Supplied text:
[start]
The Gander, by George Heming Mason (1817-1872). 1864-65. Oil on canvas, 19 1/8 x 32 7/8 inches (48.5 x 83.6 cm). Collection of the Lady Lever Art Gallery, Port Sunlight, accession no. LL3146. Kindly released by the gallery under the terms of the Creative Commons Attribution-NonCommercial licence (CC BY-NC).

This painting was one of three that Mason exhibited at the Royal Academy in 1865, a trio that Esposito has noted: "defined the character of a subsequent career…These simple compositions, modest in scale, were characterized by their rural twilight settings and delicate colour schemes. They were primarily vehicles for Mason to explore exquisite lighting effects, and are drained of narrative content. One critic remarked in 1905 that his 'pictures speak directly for themselves standing alone and free from external references. In The Gander two small farm girls round up unruly geese beside a spring, the hilly background framing the vivid orange sunset behind. The pale blue apron of one of the girls and the white birds provide stark contrast to the otherwise predominantly earthy tones'" (160-61).
[end]
Dataset content:
[start]
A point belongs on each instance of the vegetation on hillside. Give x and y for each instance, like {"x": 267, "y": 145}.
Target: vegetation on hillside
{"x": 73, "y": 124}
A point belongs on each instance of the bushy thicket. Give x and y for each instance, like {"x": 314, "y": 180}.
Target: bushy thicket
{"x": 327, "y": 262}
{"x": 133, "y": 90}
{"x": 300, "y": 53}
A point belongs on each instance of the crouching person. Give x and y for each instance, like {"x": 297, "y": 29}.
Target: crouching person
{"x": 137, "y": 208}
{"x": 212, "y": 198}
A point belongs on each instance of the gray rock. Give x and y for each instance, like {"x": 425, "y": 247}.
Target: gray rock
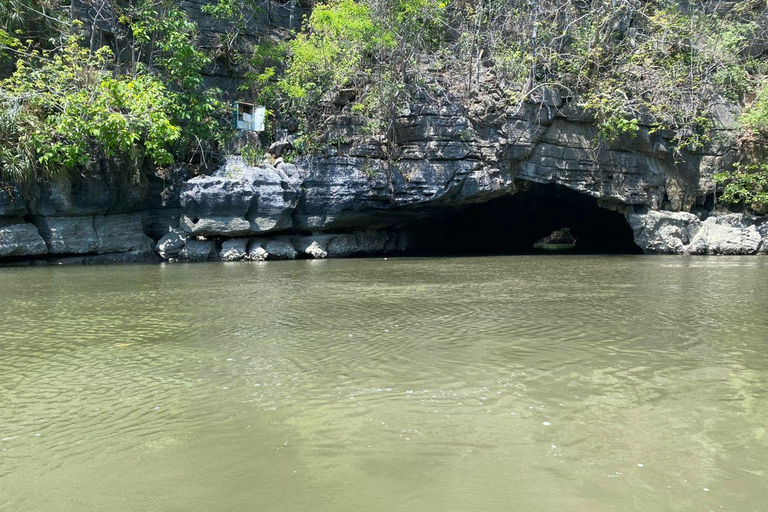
[end]
Exercise instructions:
a) According to the text on The Gander, which gallery holds the painting in its collection?
b) Reproduce word for word the part of the text on The Gander starting with "The Gander, by" and going on through "licence (CC BY-NC).".

Results by task:
a) The Lady Lever Art Gallery, Port Sunlight.

b)
The Gander, by George Heming Mason (1817-1872). 1864-65. Oil on canvas, 19 1/8 x 32 7/8 inches (48.5 x 83.6 cm). Collection of the Lady Lever Art Gallery, Port Sunlight, accession no. LL3146. Kindly released by the gallery under the terms of the Creative Commons Attribution-NonCommercial licence (CC BY-NC).